Data provided
§ §
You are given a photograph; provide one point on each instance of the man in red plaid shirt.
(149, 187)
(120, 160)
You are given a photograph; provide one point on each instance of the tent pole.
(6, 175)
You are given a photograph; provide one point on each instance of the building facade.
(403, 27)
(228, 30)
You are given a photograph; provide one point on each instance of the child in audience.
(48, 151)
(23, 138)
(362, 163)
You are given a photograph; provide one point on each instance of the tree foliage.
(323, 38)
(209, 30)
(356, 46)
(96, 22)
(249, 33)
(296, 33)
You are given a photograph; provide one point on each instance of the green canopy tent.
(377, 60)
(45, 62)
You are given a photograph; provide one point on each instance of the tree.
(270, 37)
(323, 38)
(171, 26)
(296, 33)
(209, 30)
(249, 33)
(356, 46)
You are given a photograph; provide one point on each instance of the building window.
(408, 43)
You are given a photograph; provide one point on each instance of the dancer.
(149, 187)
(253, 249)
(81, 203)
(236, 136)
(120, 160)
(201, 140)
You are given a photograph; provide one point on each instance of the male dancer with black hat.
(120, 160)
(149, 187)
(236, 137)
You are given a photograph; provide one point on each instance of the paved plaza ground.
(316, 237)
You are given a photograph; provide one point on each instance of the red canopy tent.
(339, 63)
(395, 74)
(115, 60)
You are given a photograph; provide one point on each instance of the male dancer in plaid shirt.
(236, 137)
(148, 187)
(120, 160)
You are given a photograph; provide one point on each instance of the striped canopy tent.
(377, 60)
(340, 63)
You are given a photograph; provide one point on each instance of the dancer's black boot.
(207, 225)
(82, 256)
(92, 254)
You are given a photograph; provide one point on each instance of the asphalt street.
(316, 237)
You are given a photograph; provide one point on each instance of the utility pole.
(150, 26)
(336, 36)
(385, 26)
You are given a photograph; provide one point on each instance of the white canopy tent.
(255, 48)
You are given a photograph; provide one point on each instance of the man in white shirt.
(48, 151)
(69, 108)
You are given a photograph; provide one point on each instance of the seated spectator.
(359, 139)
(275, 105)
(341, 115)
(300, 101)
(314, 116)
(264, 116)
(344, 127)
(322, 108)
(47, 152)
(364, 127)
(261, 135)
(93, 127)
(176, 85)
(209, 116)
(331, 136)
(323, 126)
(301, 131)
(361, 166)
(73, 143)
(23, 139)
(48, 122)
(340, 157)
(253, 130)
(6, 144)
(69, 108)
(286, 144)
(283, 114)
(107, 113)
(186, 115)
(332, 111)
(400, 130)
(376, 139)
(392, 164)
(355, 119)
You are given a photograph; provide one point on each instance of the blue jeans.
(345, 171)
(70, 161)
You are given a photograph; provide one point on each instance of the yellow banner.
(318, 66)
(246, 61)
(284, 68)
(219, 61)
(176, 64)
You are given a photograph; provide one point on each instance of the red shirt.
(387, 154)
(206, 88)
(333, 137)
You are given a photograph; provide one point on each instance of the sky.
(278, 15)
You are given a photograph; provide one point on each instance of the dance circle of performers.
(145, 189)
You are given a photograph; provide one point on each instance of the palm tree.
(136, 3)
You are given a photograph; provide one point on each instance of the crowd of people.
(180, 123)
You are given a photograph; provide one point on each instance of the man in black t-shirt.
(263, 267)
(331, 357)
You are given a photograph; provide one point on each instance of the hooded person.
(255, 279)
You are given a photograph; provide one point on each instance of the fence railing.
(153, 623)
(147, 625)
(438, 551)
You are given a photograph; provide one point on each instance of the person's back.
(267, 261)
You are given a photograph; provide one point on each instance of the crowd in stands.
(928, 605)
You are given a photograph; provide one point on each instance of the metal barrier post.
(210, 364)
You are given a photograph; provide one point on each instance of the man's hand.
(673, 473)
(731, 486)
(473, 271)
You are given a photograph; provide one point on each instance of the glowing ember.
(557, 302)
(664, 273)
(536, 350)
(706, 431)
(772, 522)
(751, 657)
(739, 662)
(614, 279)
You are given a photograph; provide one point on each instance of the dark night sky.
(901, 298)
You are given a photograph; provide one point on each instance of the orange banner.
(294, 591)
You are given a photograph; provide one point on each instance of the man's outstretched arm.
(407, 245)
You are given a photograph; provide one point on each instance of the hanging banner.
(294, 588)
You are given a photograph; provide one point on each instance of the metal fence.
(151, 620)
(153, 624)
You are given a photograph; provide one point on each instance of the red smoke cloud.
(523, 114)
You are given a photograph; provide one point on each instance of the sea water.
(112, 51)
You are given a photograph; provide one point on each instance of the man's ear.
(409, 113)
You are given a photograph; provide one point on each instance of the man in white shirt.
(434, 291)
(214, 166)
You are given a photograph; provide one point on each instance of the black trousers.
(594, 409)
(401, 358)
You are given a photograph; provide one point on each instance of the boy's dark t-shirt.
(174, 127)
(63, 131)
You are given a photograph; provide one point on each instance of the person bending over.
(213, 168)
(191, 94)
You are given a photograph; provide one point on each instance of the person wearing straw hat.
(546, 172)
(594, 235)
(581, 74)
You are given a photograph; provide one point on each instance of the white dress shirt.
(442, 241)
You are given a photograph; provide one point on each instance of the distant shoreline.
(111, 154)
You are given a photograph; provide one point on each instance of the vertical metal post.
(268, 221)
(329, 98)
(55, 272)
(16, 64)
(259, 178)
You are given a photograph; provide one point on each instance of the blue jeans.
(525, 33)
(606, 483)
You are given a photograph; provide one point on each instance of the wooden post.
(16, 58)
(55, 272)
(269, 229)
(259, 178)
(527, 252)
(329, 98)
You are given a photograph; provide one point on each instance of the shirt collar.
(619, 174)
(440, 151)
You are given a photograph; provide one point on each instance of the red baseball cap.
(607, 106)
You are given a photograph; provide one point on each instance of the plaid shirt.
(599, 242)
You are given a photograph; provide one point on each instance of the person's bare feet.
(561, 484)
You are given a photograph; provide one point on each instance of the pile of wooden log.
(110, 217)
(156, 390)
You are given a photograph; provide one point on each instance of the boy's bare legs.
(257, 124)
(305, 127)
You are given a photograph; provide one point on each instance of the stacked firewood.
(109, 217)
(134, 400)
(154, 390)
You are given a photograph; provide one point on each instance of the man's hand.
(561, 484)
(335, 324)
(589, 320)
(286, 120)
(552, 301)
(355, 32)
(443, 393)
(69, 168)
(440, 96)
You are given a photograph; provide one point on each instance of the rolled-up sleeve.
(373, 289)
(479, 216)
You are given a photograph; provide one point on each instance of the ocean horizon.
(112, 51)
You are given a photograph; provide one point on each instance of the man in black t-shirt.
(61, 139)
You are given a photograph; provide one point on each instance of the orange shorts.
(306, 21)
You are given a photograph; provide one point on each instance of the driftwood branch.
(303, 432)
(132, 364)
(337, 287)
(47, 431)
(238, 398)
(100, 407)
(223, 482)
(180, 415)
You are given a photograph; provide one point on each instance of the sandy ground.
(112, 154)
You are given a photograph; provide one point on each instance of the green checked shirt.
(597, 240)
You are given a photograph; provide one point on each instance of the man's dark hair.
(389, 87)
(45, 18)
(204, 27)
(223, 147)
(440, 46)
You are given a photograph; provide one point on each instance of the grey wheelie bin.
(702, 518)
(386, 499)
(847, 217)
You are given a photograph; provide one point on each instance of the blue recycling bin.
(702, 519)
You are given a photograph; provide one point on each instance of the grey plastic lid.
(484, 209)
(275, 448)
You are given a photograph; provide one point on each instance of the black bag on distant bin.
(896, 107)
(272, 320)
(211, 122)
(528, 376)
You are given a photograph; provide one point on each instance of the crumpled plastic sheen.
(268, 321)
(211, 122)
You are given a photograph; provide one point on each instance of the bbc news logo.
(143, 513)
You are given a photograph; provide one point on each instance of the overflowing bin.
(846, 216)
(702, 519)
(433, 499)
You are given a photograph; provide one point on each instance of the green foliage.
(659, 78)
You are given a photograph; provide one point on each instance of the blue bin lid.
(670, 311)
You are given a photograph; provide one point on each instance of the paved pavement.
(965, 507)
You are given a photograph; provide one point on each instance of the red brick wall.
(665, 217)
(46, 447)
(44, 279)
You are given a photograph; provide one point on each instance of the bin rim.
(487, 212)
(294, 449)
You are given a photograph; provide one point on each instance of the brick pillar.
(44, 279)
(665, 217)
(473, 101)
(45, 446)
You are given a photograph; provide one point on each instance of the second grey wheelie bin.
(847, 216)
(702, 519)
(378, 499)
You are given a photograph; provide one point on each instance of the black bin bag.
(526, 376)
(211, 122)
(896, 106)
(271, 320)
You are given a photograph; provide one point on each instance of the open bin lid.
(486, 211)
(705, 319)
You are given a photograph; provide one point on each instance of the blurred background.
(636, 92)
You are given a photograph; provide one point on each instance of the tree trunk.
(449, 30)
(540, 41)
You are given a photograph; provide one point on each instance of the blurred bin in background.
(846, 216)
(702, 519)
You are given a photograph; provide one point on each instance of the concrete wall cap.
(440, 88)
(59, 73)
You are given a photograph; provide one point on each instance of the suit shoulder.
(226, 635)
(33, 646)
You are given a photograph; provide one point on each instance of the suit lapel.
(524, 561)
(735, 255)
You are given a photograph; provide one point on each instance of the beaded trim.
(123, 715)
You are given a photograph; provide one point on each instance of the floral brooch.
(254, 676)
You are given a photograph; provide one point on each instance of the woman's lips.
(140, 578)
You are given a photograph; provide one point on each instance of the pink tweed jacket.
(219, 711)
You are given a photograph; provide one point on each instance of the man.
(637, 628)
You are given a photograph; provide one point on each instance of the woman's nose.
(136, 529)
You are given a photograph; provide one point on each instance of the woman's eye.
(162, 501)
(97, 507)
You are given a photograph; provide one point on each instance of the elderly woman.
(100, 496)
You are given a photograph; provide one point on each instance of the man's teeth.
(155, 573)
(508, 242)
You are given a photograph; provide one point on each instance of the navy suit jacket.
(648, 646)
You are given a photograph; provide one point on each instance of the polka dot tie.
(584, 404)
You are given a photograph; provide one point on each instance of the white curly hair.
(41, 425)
§ §
Written problem
Please copy the listing above exactly, starting with the line that contains "white curly hair." and continuing through the end of the listing.

Task result
You are given a photograph; provide one point on each instance of the white curly hair.
(41, 425)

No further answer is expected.